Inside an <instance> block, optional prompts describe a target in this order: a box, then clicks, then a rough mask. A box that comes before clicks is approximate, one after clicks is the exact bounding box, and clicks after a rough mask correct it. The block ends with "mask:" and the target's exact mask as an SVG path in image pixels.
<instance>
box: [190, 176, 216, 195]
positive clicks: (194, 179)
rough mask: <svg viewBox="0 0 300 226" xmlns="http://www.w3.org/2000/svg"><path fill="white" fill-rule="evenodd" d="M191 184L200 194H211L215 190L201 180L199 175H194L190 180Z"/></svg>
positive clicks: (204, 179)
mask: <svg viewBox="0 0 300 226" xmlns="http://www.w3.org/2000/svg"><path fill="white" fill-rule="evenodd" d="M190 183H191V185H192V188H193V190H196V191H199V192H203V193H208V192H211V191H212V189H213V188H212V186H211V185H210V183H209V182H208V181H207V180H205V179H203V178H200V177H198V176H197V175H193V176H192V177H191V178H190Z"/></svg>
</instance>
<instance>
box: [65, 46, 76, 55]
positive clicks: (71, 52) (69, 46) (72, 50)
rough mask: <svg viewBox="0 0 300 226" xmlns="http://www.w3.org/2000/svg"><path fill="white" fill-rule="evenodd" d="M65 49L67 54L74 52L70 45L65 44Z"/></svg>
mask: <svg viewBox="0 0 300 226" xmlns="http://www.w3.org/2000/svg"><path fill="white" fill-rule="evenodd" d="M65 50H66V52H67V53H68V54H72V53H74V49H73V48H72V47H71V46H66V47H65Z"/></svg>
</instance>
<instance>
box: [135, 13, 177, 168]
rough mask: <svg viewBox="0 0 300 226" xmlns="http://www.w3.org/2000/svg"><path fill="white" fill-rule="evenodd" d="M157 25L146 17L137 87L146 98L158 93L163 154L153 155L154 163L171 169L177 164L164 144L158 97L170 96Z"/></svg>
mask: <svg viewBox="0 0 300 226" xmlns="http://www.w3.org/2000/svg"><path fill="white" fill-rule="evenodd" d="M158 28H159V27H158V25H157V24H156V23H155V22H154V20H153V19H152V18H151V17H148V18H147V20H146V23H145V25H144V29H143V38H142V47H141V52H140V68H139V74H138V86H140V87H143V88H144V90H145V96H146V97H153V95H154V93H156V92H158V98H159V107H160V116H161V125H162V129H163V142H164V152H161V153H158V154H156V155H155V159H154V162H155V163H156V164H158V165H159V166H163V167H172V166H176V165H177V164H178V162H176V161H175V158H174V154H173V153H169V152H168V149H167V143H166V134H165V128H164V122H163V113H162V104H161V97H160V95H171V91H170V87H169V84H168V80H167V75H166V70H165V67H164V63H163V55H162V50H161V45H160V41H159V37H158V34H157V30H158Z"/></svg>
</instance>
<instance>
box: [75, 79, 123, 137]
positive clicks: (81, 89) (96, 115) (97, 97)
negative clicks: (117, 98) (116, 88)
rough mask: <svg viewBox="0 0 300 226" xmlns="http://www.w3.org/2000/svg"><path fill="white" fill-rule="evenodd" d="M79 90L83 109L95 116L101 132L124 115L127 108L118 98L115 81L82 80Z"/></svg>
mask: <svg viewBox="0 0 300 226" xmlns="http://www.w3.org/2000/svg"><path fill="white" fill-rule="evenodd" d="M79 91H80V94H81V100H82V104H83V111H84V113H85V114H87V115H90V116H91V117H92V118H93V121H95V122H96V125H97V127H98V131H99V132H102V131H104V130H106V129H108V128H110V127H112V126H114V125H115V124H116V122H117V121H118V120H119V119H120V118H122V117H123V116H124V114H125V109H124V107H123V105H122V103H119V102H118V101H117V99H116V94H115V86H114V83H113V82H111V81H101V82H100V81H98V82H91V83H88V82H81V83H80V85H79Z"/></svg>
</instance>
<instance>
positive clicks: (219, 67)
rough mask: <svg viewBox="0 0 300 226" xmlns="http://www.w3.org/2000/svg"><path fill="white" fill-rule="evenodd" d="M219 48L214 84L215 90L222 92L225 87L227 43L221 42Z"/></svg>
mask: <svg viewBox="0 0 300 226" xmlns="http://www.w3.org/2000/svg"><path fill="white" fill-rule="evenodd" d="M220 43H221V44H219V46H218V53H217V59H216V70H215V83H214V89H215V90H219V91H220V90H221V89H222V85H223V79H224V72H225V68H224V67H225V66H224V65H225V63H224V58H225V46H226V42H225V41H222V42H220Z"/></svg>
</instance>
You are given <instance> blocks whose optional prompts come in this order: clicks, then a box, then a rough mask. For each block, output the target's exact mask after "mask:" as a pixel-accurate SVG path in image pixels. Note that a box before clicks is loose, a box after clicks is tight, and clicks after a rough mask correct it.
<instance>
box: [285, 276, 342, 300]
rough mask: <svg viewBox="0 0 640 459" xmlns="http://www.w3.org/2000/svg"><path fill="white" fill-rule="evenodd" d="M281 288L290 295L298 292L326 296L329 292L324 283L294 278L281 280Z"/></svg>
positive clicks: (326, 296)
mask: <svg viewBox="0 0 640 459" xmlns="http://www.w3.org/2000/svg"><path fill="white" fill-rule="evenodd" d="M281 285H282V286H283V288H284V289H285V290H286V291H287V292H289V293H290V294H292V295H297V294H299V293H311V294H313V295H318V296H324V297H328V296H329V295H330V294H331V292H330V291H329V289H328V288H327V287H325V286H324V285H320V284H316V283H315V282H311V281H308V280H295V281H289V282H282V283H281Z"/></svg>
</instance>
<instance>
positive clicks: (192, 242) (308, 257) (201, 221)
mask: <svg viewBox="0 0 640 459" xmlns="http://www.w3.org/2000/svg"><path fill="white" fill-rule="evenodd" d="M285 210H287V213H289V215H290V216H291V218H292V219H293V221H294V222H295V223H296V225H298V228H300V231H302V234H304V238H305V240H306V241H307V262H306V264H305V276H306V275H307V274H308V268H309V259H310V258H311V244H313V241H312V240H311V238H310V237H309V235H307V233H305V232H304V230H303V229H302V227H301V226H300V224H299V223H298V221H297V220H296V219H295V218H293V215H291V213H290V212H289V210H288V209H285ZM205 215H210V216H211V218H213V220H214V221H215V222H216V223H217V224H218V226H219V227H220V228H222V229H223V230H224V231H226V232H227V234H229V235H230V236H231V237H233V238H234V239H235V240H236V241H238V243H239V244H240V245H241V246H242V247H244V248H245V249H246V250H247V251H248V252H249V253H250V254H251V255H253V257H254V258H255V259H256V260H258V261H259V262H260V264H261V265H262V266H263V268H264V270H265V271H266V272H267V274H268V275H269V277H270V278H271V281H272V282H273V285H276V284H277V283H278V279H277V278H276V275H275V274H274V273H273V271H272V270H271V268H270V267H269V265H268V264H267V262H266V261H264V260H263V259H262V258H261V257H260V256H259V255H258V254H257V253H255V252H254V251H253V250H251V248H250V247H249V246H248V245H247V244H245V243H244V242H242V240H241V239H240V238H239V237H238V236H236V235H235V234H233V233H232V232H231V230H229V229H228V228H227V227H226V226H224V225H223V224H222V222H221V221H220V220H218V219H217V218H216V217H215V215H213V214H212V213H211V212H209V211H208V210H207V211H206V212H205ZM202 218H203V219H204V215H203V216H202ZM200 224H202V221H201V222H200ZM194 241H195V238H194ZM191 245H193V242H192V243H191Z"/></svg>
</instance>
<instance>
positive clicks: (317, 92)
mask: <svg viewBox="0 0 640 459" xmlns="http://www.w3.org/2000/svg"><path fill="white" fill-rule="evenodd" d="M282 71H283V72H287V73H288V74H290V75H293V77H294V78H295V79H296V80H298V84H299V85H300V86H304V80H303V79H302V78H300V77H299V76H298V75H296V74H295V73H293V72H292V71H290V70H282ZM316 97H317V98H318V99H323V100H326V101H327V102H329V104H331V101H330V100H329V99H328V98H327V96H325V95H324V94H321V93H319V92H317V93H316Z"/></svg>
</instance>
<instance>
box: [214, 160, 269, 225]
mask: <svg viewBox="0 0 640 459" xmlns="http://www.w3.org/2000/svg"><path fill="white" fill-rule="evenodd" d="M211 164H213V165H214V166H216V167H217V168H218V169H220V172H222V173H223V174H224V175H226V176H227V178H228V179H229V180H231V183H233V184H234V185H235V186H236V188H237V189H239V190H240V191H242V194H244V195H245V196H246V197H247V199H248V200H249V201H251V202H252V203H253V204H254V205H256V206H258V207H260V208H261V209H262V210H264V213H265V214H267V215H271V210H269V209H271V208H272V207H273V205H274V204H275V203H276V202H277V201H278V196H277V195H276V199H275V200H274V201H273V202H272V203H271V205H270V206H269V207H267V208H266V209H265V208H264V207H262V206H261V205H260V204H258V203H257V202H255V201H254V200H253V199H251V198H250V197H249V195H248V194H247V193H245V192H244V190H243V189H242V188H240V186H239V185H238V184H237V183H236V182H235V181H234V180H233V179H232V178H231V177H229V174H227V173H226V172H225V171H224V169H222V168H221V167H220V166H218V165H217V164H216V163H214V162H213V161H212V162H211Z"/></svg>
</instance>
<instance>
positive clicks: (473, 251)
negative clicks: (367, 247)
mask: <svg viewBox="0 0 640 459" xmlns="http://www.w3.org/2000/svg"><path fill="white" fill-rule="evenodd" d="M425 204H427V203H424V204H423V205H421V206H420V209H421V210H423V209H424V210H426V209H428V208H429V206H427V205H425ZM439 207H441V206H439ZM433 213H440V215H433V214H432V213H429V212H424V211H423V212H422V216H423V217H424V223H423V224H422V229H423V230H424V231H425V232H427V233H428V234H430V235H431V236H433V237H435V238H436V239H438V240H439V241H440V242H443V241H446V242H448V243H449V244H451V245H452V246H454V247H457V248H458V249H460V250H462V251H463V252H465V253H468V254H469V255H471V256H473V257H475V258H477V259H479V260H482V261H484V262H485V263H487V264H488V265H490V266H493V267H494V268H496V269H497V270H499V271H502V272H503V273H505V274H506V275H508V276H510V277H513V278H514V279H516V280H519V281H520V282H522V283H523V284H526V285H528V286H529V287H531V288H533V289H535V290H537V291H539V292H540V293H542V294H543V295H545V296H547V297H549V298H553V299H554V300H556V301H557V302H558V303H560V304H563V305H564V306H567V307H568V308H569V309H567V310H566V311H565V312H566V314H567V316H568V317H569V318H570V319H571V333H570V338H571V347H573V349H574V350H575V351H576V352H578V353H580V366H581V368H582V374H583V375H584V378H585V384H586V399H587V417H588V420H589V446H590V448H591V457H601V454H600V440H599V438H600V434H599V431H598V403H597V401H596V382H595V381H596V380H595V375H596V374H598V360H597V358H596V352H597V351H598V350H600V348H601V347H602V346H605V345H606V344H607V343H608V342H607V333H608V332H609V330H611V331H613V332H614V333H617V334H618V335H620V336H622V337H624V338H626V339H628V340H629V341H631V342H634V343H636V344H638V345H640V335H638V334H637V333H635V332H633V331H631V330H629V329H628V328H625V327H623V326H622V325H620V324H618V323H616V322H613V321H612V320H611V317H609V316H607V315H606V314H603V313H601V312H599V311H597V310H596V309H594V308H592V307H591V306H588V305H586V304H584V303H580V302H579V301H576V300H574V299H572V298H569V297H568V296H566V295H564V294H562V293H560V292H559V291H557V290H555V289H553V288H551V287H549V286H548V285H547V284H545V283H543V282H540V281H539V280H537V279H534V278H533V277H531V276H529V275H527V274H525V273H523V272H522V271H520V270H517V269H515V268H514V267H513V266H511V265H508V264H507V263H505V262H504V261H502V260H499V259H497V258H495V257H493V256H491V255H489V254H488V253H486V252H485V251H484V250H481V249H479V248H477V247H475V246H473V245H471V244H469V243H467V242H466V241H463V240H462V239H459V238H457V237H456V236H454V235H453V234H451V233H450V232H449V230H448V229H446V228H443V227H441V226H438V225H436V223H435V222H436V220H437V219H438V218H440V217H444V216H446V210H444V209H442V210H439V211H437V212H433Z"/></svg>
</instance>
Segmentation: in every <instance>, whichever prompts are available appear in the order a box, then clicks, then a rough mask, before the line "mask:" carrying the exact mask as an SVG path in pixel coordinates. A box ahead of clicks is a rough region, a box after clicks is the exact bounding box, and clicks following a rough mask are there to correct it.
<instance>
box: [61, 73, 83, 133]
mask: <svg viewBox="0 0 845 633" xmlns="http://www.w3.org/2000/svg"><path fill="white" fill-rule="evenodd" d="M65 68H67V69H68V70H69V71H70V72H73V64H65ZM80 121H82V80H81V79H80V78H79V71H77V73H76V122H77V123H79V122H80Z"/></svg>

=== Work order ===
Look through the data above. Each line containing the word "target" needs to be copied.

=== Answer to the problem ===
Inside an <instance> block, optional prompts describe a target in this order: a box, then clicks, then a rough mask. A box that comes before clicks is approximate, one after clicks is the exact bounding box, and clicks after a rough mask correct it. The block ends with "mask:" and the target's exact mask as an SVG path in image pixels.
You are given <instance> blocks whose optional prompts come in this order: clicks, then a box, then a rough mask. For each block, output the target's exact mask after "mask:" as a pixel-accurate SVG path in image pixels. Note that a box before clicks is loose, a box after clicks is tight, and clicks after a rough mask correct it.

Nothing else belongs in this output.